**DO THIS**
Write the next part of the text on executive pension and severance arrangements, picking up after its last sentence.

**TEXT PROVIDED**

Pension Benefits.  None of our named executive officers participate in or have account balances in qualified or non-qualified defined benefit plans sponsored by us.

Nonqualified Deferred Compensation.  None of our named executive officers participate in or have account balances in non-qualified defined contribution plans or other deferred compensation plans maintained by us.

Employment and Severance Arrangements

Employment Agreements. During fiscal 2011, we had employment agreements with our named executive officers that provided change of control arrangements. The change of control arrangements generally entitle each named executive officer to certain calculated payments tied to base salary and bonus targets and accelerated vesting of his outstanding equity awards, but only upon an actual or constructive termination of employment in connection with a change of control of the Company (a “double trigger” arrangement). The Chief Executive Officer, however, also receives limited accelerated vesting of outstanding equity awards if terminated without cause or if he resigns for good reason, in each case without a change of control having occurred. These arrangements were adopted to reinforce and encourage the continued attention and dedication of members of management to their assigned duties without the distraction arising from the possibility of a change of control, and to enable and encourage management to focus attention on obtaining the best possible outcome for our stockholders without being influenced by personal concerns regarding the possible impact of various transactions on job security and benefits.

**RECORDED INFORMATION**
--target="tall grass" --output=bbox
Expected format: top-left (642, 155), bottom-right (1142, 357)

**OUTPUT**
The Compensation Committee approved Retention Agreements with five of our named executive officers on May 20, 2011: Mr. Werner, Mr. Wenger, Mr. Neese, Mr. Richards and Mr. Pape. The Compensation Committee, in approving the Retention Agreements and the Retention RSUs, was primarily motivated by our desire to ensure that certain key employees and management remain with us following the consummation of the Total tender offer. See “Executive Compensation — Employment Agreements — Retention Agreements” for additional information about the Retention Agreements.

Mr. Pape’s employment with the Company terminated on November 4, 2011 and he received payment in accordance with the terms of his employment agreement. See “Executive Compensation–Potential Payments Upon Termination or Change of Control — Termination Payments Made in 2011” for additional information.

Mr. Arriola’s employment agreement with the Company was amended and restated in December 2011 after he announced his intention to leave the Company in November 2011. The Compensation Committee approved the amendment and restatement in consideration of Mr. Arriola remaining with the Company through March 5, 2012 to assist in transitioning his responsibilities to his successor. See “Executive Compensation–Employment Agreements — Amended and Restated Employment Agreement” for additional information.

Management Career Transition Plan. We also maintain a Management Career Transition Plan, or severance plan, that entitles our named executive officers and other key employees to certain calculated payments tied to base salary and bonus targets if employment termination occurs without a change of control. This severance plan does not entitle any of the plan participants to accelerated vesting of outstanding equity awards.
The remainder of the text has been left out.